Passage to read.

>> Begin

We have a guest blogger... Gillian describes her Tiger Moth trial lesson at the last Sunday Scramble at Bicester Heritage:
To try my hand at flying the Tiger Moth was a somewhat spontaneous decision. Although I guess those who know me wouldn’t have been too surprised to watch me spot this fantastic vintage bi-plane and immediately find myself drawn towards her. Being particularly interested in transport history as well as an old-fashioned girl at heart, the conclusion of spotting G-AOIM glinting in the early morning sun was likely already decided before things had even begun.
Cue a casual enquiry that swiftly led to a flight lesson being arranged for that morning. My name was carefully written into the Tiger Moth’s flight schedule for the day and I felt a hint of apprehension kick in. Given that all my experiences of flight so far had been positive, this surprised me. I thought back to my first flight – a passenger ride in a helicopter – where the pilot remarked how unusual it was to have such a conversational passenger beside him given the glass floor beneath us. From this I learned I lacked a fear of heights for it hadn’t occurred to me to be anything other than enthralled by the moving scenery below. Next came a flight experience in a glider - here I found I wasn’t entirely keen on the moment when the designated tow plane lets go and your glider’s nose suddenly dips towards the ground – but then taking control and doing spiral turns up in the great blue sky proved to be incredible fun. Then just last year came my first flight to London in a big passenger jet - what a heady cocktail that proved to be – the noise of a jet engine right outside my window, the curiosity of what the view would be like above the clouds and the absolute thrill of speeding down the runway to have got going in the first place. Clearly, an appreciation for many aspects of flight were already in place but I’d never flown a plane with an engine and certainly not as legendary a plane as a Tiger Moth. How would I get on?

>> End

What you are asked to do. Copy the stretch of the Tiger Moth trial lesson account from "We have a guest" through "had even begun." word for word.

Given material.
>> Begin

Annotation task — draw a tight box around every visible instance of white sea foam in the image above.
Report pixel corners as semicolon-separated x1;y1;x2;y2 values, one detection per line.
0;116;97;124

>> End

The output.
We have a guest blogger... Gillian describes her Tiger Moth trial lesson at the last Sunday Scramble at Bicester Heritage:
To try my hand at flying the Tiger Moth was a somewhat spontaneous decision. Although I guess those who know me wouldn’t have been too surprised to watch me spot this fantastic vintage bi-plane and immediately find myself drawn towards her. Being particularly interested in transport history as well as an old-fashioned girl at heart, the conclusion of spotting G-AOIM glinting in the early morning sun was likely already decided before things had even begun.